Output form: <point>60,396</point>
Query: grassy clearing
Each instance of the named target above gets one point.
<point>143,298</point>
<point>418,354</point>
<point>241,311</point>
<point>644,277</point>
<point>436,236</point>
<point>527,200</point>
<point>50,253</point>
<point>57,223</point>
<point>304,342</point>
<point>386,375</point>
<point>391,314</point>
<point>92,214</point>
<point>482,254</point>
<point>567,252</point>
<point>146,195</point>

+ + +

▶ _WHAT THIS TASK INVOLVES_: Reproduce every line of the records above word for word.

▶ _COMPLETE RESPONSE_:
Output form: <point>60,396</point>
Query: grassy clearing
Each instance of the named target above gets one point.
<point>143,298</point>
<point>418,354</point>
<point>241,311</point>
<point>644,277</point>
<point>436,236</point>
<point>527,200</point>
<point>50,253</point>
<point>57,223</point>
<point>304,342</point>
<point>386,375</point>
<point>391,314</point>
<point>92,214</point>
<point>482,254</point>
<point>567,252</point>
<point>146,195</point>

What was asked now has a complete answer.